── MATERIAL TO PROCESS

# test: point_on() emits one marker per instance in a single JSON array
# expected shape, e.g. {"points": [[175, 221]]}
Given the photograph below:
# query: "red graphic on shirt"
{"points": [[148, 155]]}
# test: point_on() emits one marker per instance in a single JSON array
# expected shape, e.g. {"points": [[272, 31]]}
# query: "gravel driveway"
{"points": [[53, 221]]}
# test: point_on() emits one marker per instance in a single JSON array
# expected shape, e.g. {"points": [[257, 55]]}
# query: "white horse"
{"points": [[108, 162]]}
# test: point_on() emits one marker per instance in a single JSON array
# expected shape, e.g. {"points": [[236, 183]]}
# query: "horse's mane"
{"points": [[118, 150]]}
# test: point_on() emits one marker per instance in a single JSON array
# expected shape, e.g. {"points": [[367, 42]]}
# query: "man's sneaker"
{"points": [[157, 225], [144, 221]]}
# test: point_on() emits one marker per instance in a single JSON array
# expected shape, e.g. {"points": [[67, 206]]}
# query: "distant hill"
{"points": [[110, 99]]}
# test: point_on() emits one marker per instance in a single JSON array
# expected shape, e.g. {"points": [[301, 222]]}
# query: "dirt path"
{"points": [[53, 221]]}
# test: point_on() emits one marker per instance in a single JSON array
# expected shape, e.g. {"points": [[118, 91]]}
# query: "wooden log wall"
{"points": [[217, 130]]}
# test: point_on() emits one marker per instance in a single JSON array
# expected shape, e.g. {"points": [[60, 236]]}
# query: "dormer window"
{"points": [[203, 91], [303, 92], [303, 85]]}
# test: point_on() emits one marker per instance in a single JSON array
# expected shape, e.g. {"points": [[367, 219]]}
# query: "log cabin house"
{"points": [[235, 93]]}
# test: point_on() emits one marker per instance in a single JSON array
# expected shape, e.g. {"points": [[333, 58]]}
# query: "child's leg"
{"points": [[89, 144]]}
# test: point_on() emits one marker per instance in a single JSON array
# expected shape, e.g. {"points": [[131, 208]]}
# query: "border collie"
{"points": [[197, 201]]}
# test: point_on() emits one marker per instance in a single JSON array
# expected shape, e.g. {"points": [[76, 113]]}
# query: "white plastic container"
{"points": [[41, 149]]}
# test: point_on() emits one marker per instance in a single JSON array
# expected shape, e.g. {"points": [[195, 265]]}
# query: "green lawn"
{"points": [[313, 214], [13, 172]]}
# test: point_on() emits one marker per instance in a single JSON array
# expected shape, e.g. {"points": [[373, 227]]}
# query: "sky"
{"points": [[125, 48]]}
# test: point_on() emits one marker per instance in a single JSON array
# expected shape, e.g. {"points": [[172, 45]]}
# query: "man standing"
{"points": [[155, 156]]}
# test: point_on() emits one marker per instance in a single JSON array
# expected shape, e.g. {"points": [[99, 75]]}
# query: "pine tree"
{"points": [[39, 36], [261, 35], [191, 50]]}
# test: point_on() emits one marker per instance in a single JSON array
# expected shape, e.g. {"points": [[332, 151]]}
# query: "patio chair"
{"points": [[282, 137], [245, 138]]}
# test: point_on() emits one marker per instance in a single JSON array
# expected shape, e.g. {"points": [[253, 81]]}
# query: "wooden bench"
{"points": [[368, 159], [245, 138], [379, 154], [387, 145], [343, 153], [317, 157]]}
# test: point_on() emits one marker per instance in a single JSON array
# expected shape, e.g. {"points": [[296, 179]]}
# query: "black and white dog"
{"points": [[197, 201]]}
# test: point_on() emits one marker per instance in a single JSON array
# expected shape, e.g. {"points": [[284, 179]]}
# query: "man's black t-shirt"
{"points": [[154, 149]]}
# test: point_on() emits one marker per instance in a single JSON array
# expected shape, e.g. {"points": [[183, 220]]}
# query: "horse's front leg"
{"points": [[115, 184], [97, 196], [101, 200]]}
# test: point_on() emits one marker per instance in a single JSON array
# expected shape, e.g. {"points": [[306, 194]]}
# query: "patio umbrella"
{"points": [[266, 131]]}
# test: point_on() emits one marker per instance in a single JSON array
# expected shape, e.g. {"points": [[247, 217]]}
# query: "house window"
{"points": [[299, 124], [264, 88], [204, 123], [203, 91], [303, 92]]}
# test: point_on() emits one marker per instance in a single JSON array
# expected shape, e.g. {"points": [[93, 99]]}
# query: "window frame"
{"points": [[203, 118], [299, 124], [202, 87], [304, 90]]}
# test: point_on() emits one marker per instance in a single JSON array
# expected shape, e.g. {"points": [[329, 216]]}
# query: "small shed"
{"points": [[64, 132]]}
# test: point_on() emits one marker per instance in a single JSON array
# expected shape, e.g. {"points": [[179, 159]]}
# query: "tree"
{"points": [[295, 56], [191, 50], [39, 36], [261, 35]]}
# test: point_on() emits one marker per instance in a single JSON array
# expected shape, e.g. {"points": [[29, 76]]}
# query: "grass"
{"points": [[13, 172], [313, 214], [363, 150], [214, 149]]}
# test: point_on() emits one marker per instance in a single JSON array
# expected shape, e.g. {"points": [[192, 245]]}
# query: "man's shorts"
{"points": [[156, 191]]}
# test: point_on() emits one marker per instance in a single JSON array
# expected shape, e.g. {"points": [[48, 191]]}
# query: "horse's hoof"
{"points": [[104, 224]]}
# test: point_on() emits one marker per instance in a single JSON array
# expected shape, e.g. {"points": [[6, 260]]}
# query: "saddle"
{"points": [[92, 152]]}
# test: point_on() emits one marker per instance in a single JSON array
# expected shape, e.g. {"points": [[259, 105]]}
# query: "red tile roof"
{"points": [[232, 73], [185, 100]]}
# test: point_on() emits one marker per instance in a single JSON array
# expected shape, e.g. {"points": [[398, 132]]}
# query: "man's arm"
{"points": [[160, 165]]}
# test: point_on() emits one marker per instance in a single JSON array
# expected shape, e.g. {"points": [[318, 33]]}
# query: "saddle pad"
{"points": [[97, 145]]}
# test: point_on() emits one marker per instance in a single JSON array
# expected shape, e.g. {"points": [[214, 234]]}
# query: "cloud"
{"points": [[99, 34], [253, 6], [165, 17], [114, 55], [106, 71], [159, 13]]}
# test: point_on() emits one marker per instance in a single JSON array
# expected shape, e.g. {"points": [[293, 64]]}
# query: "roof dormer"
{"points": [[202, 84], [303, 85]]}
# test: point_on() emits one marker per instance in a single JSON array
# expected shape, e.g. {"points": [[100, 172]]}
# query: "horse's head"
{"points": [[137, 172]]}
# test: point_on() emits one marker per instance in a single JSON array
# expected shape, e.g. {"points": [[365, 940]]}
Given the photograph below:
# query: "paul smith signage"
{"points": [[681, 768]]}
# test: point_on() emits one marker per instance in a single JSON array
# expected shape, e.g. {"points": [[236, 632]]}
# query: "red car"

────

Copy out the data shown above without altering anything.

# test: point_on() emits one marker per instance in a single JSON array
# expected shape, e.g. {"points": [[175, 221]]}
Given the photograph below:
# query: "red graphic on shirt"
{"points": [[148, 155]]}
# test: point_on() emits one marker per instance in a single JSON array
# expected shape, e.g. {"points": [[272, 31]]}
# query: "gravel driveway"
{"points": [[53, 221]]}
# test: point_on() emits one marker per instance in a single JSON array
# expected shape, e.g. {"points": [[257, 55]]}
# query: "white horse"
{"points": [[108, 162]]}
# test: point_on() emits one marker per instance in a single JSON array
# expected shape, e.g. {"points": [[236, 183]]}
# query: "horse's mane"
{"points": [[118, 150]]}
# test: point_on() emits one marker per instance in a single JSON array
# expected shape, e.g. {"points": [[367, 42]]}
# query: "man's sneaker"
{"points": [[157, 225], [144, 221]]}
# test: point_on() emits one marker per instance in a single JSON array
# expected shape, e.g. {"points": [[67, 206]]}
# query: "distant hill"
{"points": [[110, 99]]}
# test: point_on() emits one marker per instance in a single JSON array
# expected shape, e.g. {"points": [[301, 222]]}
# query: "dirt path"
{"points": [[53, 221]]}
# test: point_on() emits one marker per instance in a single JSON array
# expected shape, e.g. {"points": [[118, 91]]}
# query: "wooden log wall"
{"points": [[217, 130]]}
# test: point_on() emits one marker per instance in a single JSON array
# expected shape, e.g. {"points": [[60, 236]]}
# query: "dormer window"
{"points": [[203, 91], [303, 92], [303, 85]]}
# test: point_on() emits one marker per instance in a single JSON array
# expected shape, e.g. {"points": [[367, 219]]}
# query: "log cabin house"
{"points": [[235, 93]]}
# test: point_on() emits one marker per instance in a single JSON array
# expected shape, e.g. {"points": [[333, 58]]}
# query: "child's leg"
{"points": [[89, 144]]}
# test: point_on() emits one marker per instance in a single JSON array
# expected shape, e.g. {"points": [[131, 208]]}
# query: "border collie"
{"points": [[197, 201]]}
# test: point_on() emits one marker per instance in a single JSON array
# expected shape, e.g. {"points": [[76, 113]]}
# query: "white plastic container"
{"points": [[41, 149]]}
# test: point_on() emits one marker per instance in a single JSON array
# expected shape, e.g. {"points": [[195, 265]]}
# query: "green lawn"
{"points": [[313, 214], [13, 172]]}
# test: point_on() emits one marker per instance in a single JSON array
# expected shape, e.g. {"points": [[373, 227]]}
# query: "sky"
{"points": [[125, 48]]}
# test: point_on() emits one marker per instance in a single JSON array
# expected shape, e.g. {"points": [[172, 45]]}
# query: "man standing"
{"points": [[155, 156]]}
# test: point_on() emits one marker per instance in a single JSON array
# expected shape, e.g. {"points": [[99, 75]]}
# query: "pine tree"
{"points": [[39, 36], [261, 35], [191, 50]]}
# test: point_on() emits one marker per instance in a single JSON array
# expected shape, e.g. {"points": [[332, 151]]}
# query: "patio chair"
{"points": [[282, 137], [245, 138]]}
# test: point_on() emits one marker per instance in a single JSON array
# expected shape, e.g. {"points": [[253, 81]]}
# query: "wooden bench"
{"points": [[368, 159], [245, 138], [379, 154], [387, 145], [343, 153], [317, 157]]}
# test: point_on() emits one marker per instance in a single JSON array
# expected shape, e.g. {"points": [[296, 179]]}
# query: "black and white dog"
{"points": [[197, 201]]}
# test: point_on() emits one marker per instance in a single JSON array
# expected shape, e.g. {"points": [[284, 179]]}
# query: "man's black t-shirt"
{"points": [[154, 149]]}
# test: point_on() emits one marker per instance in a single JSON array
# expected shape, e.g. {"points": [[183, 220]]}
# query: "horse's front leg"
{"points": [[115, 184], [97, 196], [101, 200]]}
# test: point_on() emits one marker per instance in a single JSON array
# expected shape, e.g. {"points": [[306, 194]]}
# query: "patio umbrella"
{"points": [[266, 131]]}
# test: point_on() emits one marker per instance in a single JSON array
# expected shape, e.g. {"points": [[247, 217]]}
# query: "house window"
{"points": [[299, 124], [264, 88], [204, 123], [203, 91], [303, 92]]}
# test: point_on() emits one marker per instance in a single JSON array
# expected shape, e.g. {"points": [[93, 99]]}
# query: "window frame"
{"points": [[203, 118], [299, 124], [202, 87], [304, 90]]}
# test: point_on() emits one marker per instance in a single JSON array
# expected shape, e.g. {"points": [[329, 216]]}
# query: "small shed"
{"points": [[64, 132]]}
# test: point_on() emits one marker per instance in a single JSON array
# expected shape, e.g. {"points": [[179, 159]]}
# query: "tree"
{"points": [[295, 56], [191, 50], [39, 36], [261, 35]]}
# test: point_on() emits one marker per instance in a single JSON array
# expected shape, e.g. {"points": [[29, 76]]}
# query: "grass"
{"points": [[13, 172], [313, 214], [363, 150], [214, 149]]}
# test: point_on() emits one marker per instance in a single JSON array
# expected shape, e.g. {"points": [[192, 245]]}
# query: "man's shorts"
{"points": [[156, 191]]}
# test: point_on() emits one marker per instance in a single JSON array
# expected shape, e.g. {"points": [[48, 191]]}
# query: "horse's hoof"
{"points": [[104, 224]]}
# test: point_on() emits one marker per instance in a single JSON array
# expected shape, e.g. {"points": [[6, 260]]}
# query: "saddle"
{"points": [[92, 152]]}
# test: point_on() emits one marker per instance in a single JSON array
# expected shape, e.g. {"points": [[259, 105]]}
# query: "red tile roof"
{"points": [[232, 73], [185, 100]]}
# test: point_on() emits one marker per instance in a single JSON array
# expected shape, e.g. {"points": [[398, 132]]}
# query: "man's arm"
{"points": [[160, 165]]}
# test: point_on() emits one marker per instance in a single JSON array
# expected shape, e.g. {"points": [[318, 33]]}
# query: "saddle pad"
{"points": [[97, 145]]}
# test: point_on() emits one marker per instance in a single JSON array
# expected shape, e.g. {"points": [[214, 234]]}
# query: "cloud"
{"points": [[99, 34], [253, 6], [165, 17], [114, 55], [106, 71], [159, 13]]}
# test: point_on() emits one marker per instance in a single JSON array
# expected shape, e.g. {"points": [[293, 64]]}
# query: "roof dormer"
{"points": [[202, 84], [303, 85]]}
# test: point_on() emits one marker per instance in a single JSON array
# expected shape, e.g. {"points": [[100, 172]]}
# query: "horse's head"
{"points": [[137, 172]]}
# test: point_on() emits one marker per instance in a single JSON array
# expected shape, e.g. {"points": [[365, 940]]}
Given the photograph below:
# query: "paul smith signage"
{"points": [[681, 768]]}
# test: point_on() emits one marker per instance in a single JSON array
# expected shape, e.g. {"points": [[236, 632]]}
# query: "red car"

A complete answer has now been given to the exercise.